** WHAT TO DO **
Write out each line exactly as it stands, please.

** SUPPLIED DATA **

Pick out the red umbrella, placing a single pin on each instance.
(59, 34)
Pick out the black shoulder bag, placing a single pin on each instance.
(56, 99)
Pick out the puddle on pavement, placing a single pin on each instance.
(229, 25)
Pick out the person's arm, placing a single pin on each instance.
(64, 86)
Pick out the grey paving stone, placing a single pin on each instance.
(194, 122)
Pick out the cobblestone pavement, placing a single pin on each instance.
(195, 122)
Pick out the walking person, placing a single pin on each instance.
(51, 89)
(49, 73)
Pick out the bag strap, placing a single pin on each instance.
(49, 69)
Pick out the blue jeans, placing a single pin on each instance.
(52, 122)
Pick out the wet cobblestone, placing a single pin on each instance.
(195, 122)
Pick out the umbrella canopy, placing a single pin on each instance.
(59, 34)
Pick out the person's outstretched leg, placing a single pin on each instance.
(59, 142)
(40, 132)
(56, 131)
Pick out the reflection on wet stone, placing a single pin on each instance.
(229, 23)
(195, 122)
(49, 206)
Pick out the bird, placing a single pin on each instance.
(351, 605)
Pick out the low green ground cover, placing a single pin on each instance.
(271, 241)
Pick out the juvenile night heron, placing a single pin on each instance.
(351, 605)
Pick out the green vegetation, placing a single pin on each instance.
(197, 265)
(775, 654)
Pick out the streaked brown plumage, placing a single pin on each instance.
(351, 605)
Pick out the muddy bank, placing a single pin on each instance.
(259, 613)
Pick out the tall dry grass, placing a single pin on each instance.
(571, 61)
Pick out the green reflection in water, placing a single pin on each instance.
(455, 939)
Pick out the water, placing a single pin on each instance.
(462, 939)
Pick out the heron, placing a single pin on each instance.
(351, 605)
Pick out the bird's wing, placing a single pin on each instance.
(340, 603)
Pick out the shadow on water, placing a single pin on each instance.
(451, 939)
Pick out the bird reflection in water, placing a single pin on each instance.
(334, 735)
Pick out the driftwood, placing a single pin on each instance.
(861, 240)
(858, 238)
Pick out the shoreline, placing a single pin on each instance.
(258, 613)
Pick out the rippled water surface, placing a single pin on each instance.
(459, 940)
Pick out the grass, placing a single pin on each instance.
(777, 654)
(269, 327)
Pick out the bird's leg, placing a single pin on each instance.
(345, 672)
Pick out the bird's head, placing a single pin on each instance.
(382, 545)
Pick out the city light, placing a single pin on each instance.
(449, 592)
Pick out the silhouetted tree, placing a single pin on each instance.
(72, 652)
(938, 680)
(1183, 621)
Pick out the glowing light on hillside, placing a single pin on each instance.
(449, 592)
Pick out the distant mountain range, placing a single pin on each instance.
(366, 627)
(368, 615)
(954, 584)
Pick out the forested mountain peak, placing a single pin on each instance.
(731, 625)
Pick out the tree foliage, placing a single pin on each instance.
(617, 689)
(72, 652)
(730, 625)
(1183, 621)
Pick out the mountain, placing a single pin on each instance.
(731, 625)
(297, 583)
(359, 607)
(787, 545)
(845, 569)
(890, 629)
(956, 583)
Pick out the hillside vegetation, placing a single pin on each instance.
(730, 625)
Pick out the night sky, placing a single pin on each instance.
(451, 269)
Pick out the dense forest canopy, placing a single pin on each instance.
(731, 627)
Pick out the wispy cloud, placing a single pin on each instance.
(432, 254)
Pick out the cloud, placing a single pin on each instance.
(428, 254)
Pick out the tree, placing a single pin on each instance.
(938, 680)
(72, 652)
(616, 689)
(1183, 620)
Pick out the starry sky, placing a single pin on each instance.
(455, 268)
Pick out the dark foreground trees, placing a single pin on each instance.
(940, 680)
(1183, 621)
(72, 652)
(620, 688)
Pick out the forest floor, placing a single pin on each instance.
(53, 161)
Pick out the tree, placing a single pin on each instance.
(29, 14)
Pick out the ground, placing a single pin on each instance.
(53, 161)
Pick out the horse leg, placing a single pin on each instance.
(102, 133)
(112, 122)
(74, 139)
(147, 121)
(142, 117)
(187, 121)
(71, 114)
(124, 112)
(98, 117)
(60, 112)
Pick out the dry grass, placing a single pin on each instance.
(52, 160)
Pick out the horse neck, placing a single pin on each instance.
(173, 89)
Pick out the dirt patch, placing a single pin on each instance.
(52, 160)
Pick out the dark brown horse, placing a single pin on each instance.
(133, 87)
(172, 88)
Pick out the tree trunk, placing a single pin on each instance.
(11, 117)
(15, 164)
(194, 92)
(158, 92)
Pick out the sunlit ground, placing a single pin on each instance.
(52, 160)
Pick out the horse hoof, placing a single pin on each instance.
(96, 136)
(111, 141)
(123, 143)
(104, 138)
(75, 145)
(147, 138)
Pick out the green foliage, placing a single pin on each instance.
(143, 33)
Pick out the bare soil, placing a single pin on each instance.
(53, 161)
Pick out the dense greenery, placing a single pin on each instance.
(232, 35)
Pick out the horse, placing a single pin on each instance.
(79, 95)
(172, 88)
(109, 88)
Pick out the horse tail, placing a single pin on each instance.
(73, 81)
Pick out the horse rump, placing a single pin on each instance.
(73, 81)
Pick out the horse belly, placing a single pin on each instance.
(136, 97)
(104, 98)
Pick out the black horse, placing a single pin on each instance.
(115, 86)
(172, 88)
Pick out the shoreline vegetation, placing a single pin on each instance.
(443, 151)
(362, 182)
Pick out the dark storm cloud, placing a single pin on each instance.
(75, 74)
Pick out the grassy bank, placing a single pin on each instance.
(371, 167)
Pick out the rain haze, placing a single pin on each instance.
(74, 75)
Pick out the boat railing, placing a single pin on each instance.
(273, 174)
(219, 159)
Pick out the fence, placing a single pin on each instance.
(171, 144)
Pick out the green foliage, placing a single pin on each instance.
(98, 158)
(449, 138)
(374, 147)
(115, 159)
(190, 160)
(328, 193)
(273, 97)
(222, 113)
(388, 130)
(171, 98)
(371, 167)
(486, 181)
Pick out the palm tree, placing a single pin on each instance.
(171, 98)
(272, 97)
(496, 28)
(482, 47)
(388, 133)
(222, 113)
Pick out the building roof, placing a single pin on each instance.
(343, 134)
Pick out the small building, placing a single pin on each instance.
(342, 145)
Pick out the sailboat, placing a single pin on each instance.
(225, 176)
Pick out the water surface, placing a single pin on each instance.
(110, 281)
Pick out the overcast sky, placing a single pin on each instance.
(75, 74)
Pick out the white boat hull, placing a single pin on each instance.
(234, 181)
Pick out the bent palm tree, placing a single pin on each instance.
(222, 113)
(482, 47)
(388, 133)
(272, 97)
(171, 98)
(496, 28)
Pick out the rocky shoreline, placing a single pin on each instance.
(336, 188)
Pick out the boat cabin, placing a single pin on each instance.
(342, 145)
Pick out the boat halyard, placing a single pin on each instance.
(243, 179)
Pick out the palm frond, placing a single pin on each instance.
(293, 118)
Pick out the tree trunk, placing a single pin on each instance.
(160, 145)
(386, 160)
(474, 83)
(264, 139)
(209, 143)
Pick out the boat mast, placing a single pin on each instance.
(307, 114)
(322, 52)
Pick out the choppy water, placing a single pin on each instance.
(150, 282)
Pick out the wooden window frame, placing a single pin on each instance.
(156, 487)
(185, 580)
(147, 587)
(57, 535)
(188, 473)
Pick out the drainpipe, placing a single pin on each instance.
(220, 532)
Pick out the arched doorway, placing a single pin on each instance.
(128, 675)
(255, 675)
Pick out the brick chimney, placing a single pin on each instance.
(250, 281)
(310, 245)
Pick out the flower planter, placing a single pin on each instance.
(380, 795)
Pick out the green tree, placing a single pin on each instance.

** WRITTEN RESPONSE **
Pick out the red umbrella, placing a single pin on each instance.
(59, 34)
Pick out the black shoulder bag, placing a single pin on each instance.
(56, 99)
Pick out the puddle on pavement, placing a single pin on each instance.
(229, 25)
Pick out the person's arm, placing a single pin on each instance.
(64, 86)
Pick out the grey paving stone, placing a single pin on each instance.
(194, 122)
Pick out the cobblestone pavement, placing a single pin on each instance.
(195, 122)
Pick out the walking person, placing a single pin on each instance.
(51, 89)
(49, 73)
Pick out the bag strap, placing a single pin on each instance.
(49, 69)
Pick out the blue jeans, placing a single pin on each instance.
(52, 122)
Pick out the wet cobblestone, placing a single pin on each instance.
(195, 122)
Pick out the umbrella canopy, placing a single pin on each instance.
(59, 34)
Pick out the person's outstretched leg, placing a single pin on each instance.
(59, 142)
(40, 132)
(56, 131)
Pick out the reflection on wet stone, placing a single pin on each instance.
(229, 23)
(195, 122)
(49, 206)
Pick out the bird, placing a single pin on each instance.
(351, 605)
Pick out the low green ground cover, placing a single pin on each instance.
(271, 241)
Pick out the juvenile night heron, placing a single pin on each instance.
(351, 605)
Pick out the green vegetation, placing a single pin on each instance.
(197, 265)
(775, 654)
Pick out the streaked brown plumage, placing a single pin on each instance.
(351, 605)
Pick out the muddy bank, placing a single pin on each instance.
(259, 613)
Pick out the tall dry grass, placing a single pin on each instance.
(571, 61)
Pick out the green reflection in water, placing a single pin on each instance.
(455, 939)
Pick out the water, placing a single pin on each instance.
(462, 939)
Pick out the heron, placing a single pin on each instance.
(351, 605)
Pick out the bird's wing, placing a single pin on each instance.
(340, 603)
Pick out the shadow on water, placing a single pin on each instance.
(451, 939)
Pick out the bird reflection in water, placing a single pin on each instance.
(334, 735)
Pick out the driftwood, placing a single pin on each instance.
(861, 240)
(858, 238)
Pick out the shoreline, placing a single pin on each instance.
(258, 613)
Pick out the rippled water surface, placing a single pin on each instance.
(459, 940)
Pick out the grass, placing a single pin on each instance.
(777, 654)
(269, 327)
Pick out the bird's leg, placing a single pin on each instance.
(345, 672)
Pick out the bird's head, placing a single pin on each instance.
(382, 545)
Pick out the city light, placing a single pin on each instance.
(449, 592)
Pick out the silhouetted tree, placing a single pin on each instance.
(72, 652)
(938, 680)
(1183, 621)
Pick out the glowing light on hillside, placing a single pin on each instance.
(449, 592)
Pick out the distant mountain range, placing a single pin on each instance.
(366, 627)
(368, 615)
(954, 584)
Pick out the forested mountain peak, placing a single pin on each instance.
(731, 625)
Pick out the tree foliage, placing a single pin on each instance.
(617, 689)
(72, 652)
(730, 625)
(1183, 621)
Pick out the mountain, placing a single pin on each instance.
(731, 625)
(297, 583)
(359, 607)
(787, 545)
(845, 569)
(890, 629)
(956, 583)
Pick out the hillside vegetation, placing a single pin on each instance.
(730, 625)
Pick out the night sky, placing a single pin on each instance.
(451, 269)
Pick out the dense forest canopy, placing a single pin on each instance.
(731, 627)
Pick out the wispy cloud, placing a single pin on each instance.
(432, 254)
Pick out the cloud, placing a single pin on each instance.
(428, 254)
Pick out the tree, placing a single pin on each instance.
(938, 680)
(72, 652)
(616, 689)
(1183, 620)
Pick out the starry sky, placing a single pin on each instance.
(455, 268)
Pick out the dark foreground trees, placing a single pin on each instance.
(940, 680)
(1183, 621)
(72, 652)
(620, 688)
Pick out the forest floor, placing a single pin on each instance.
(53, 161)
Pick out the tree, placing a single pin on each instance.
(29, 14)
Pick out the ground, placing a single pin on each instance.
(53, 161)
Pick out the horse leg, placing a single pin on each instance.
(102, 133)
(112, 122)
(74, 139)
(147, 121)
(142, 117)
(187, 121)
(71, 114)
(124, 112)
(98, 117)
(60, 112)
Pick out the dry grass, placing a single pin on each instance.
(52, 160)
Pick out the horse neck, placing a single pin on each instance.
(173, 89)
Pick out the dirt patch, placing a single pin on each instance.
(52, 160)
Pick out the dark brown horse, placing a single pin on each instance.
(133, 87)
(172, 88)
Pick out the tree trunk, placing a single pin on each instance.
(11, 117)
(15, 164)
(194, 92)
(158, 92)
Pick out the sunlit ground, placing a single pin on each instance.
(52, 160)
Pick out the horse hoof, placing a single pin on each instance.
(96, 136)
(111, 141)
(123, 143)
(104, 138)
(75, 145)
(147, 138)
Pick out the green foliage, placing a single pin on each instance.
(143, 33)
Pick out the bare soil, placing a single pin on each instance.
(53, 161)
Pick out the dense greenery, placing a single pin on each instance.
(232, 35)
Pick out the horse, placing a single pin on each instance.
(79, 95)
(172, 88)
(109, 88)
Pick out the horse tail, placing a single pin on each instance.
(73, 81)
Pick out the horse rump, placing a single pin on each instance.
(73, 81)
Pick out the horse belly, placing a single pin on each instance.
(136, 97)
(104, 98)
Pick out the black horse, placing a single pin on each instance.
(115, 86)
(172, 88)
Pick out the shoreline vegetation, placing a single pin on each instance.
(443, 151)
(362, 182)
Pick out the dark storm cloud, placing a single pin on each instance.
(75, 74)
Pick out the grassy bank, placing a single pin on each instance.
(371, 167)
Pick out the rain haze, placing a single pin on each instance.
(74, 75)
Pick out the boat railing, placing a single pin on each instance.
(273, 174)
(219, 159)
Pick out the fence, placing a single pin on each instance.
(171, 144)
Pick out the green foliage, placing a single pin on each instance.
(98, 158)
(449, 138)
(374, 147)
(115, 159)
(190, 160)
(328, 193)
(273, 97)
(222, 113)
(388, 130)
(171, 98)
(371, 167)
(486, 181)
Pick out the palm tree, placing a single pin on each instance.
(171, 98)
(272, 97)
(496, 28)
(482, 47)
(388, 133)
(222, 113)
Pick out the building roof, placing a single pin on each instance.
(343, 134)
Pick out the small building, placing a single pin on each instance.
(342, 145)
Pick out the sailboat, placing a single pin on each instance.
(225, 176)
Pick out the water surface, placing a single pin on each instance.
(110, 281)
Pick out the overcast sky, placing a single pin on each instance.
(75, 74)
Pick out the white boat hull, placing a single pin on each instance.
(234, 181)
Pick out the bent palm tree, placing a single pin on each instance.
(222, 113)
(482, 47)
(388, 133)
(272, 97)
(171, 98)
(496, 28)
Pick out the rocky shoreline, placing a single pin on each instance.
(336, 188)
Pick out the boat cabin, placing a single pin on each instance.
(342, 145)
Pick out the boat halyard, placing a single pin on each instance.
(243, 179)
Pick out the palm frond, placing a single pin on each instance.
(293, 118)
Pick out the tree trunk, placing a single pin on each instance.
(160, 145)
(386, 160)
(474, 83)
(264, 139)
(209, 143)
Pick out the boat mast, placing a single pin on each instance.
(307, 114)
(322, 52)
Pick out the choppy water, placing a single pin on each instance.
(150, 282)
Pick out the wooden window frame, placing a single pin on each instance.
(156, 487)
(185, 580)
(147, 587)
(57, 535)
(188, 473)
Pick out the drainpipe, placing a single pin on each instance.
(220, 532)
Pick out the arched doorway, placing a single pin on each instance.
(128, 675)
(255, 675)
Pick out the brick chimney, placing a single pin on each instance.
(250, 281)
(310, 245)
Pick out the flower planter, placing a single pin on each instance.
(380, 795)
Pick out the green tree, placing a single pin on each instance.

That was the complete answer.